··· TEXT SHOWN
At the age of eight, Thora (“Jerry”) Gerow declared to her mother that she was going to be a nurse. She surpassed her own dreams: Gerow became one of the first nurse practitioners in Ontario, and, over her 55-year career, helped countless patients, mentored hundreds of nurses and helped found the Nurse Practitioners’ Association of Ontario (NPAO) in 1973. “My life was nursing,” she told Bloomberg Nursing’s Pulse Magazine in 2015.
Gerow (DipPN 1947, DipPHN 1951) served as a Nursing Sister in the Royal Canadian Air Force during the Second World War. After earning two nursing diplomas at U of T, Gerow worked for a decade at the Hospital for Sick Children. She then returned to the university to prepare to be a nurse practitioner (a role that requires additional education to an RN, and allows one to perform such duties as prescribing medication). Before long, advocating for nurse practitioners, and protecting and expanding their role within the health-care system, became Gerow’s passion: she not only help found the NPAO, but served as its membership director for two decades.
Even after retiring, Gerow kept fighting on behalf of nurses: She advocated renaming the clinic in her retirement home from “medical centre” to “health service” – explaining that the former put the emphasis on doctors, but nurses did most of the work. She succeeded in getting the name changed.
······
··· RECORDS
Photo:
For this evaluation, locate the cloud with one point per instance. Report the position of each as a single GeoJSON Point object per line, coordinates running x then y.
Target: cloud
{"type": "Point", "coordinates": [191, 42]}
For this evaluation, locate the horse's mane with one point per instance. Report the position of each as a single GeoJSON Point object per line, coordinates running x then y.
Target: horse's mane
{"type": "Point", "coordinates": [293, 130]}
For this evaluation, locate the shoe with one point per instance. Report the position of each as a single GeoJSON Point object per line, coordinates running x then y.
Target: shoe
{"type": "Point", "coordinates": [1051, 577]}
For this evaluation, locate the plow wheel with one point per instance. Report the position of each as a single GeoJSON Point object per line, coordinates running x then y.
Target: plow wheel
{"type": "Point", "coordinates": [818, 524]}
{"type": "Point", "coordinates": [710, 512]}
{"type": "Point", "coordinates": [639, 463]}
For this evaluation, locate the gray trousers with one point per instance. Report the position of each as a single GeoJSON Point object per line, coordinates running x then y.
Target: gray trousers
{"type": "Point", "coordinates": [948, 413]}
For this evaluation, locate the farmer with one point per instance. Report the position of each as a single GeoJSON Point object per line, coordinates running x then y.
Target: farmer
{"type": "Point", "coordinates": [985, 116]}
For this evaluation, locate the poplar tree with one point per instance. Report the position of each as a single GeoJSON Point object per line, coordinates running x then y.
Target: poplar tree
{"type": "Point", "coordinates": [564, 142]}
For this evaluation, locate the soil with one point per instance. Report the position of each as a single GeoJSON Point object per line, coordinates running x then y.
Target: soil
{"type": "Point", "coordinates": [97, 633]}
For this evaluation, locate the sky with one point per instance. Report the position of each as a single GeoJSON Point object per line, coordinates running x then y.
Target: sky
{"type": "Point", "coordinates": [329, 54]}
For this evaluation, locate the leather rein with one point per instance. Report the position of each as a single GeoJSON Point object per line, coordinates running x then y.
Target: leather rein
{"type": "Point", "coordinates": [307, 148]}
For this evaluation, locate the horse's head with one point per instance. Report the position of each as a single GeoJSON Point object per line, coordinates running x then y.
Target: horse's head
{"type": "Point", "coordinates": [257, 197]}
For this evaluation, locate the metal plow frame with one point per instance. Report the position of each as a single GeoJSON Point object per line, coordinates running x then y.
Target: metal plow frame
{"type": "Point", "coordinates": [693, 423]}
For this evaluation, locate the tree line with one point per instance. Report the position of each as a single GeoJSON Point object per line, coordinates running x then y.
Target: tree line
······
▸ EXERCISE BRIEF: Reproduce the whole Thora Gerow profile above, word for word.

▸ ANSWER BELOW:
At the age of eight, Thora (“Jerry”) Gerow declared to her mother that she was going to be a nurse. She surpassed her own dreams: Gerow became one of the first nurse practitioners in Ontario, and, over her 55-year career, helped countless patients, mentored hundreds of nurses and helped found the Nurse Practitioners’ Association of Ontario (NPAO) in 1973. “My life was nursing,” she told Bloomberg Nursing’s Pulse Magazine in 2015.
Gerow (DipPN 1947, DipPHN 1951) served as a Nursing Sister in the Royal Canadian Air Force during the Second World War. After earning two nursing diplomas at U of T, Gerow worked for a decade at the Hospital for Sick Children. She then returned to the university to prepare to be a nurse practitioner (a role that requires additional education to an RN, and allows one to perform such duties as prescribing medication). Before long, advocating for nurse practitioners, and protecting and expanding their role within the health-care system, became Gerow’s passion: she not only help found the NPAO, but served as its membership director for two decades.
Even after retiring, Gerow kept fighting on behalf of nurses: She advocated renaming the clinic in her retirement home from “medical centre” to “health service” – explaining that the former put the emphasis on doctors, but nurses did most of the work. She succeeded in getting the name changed.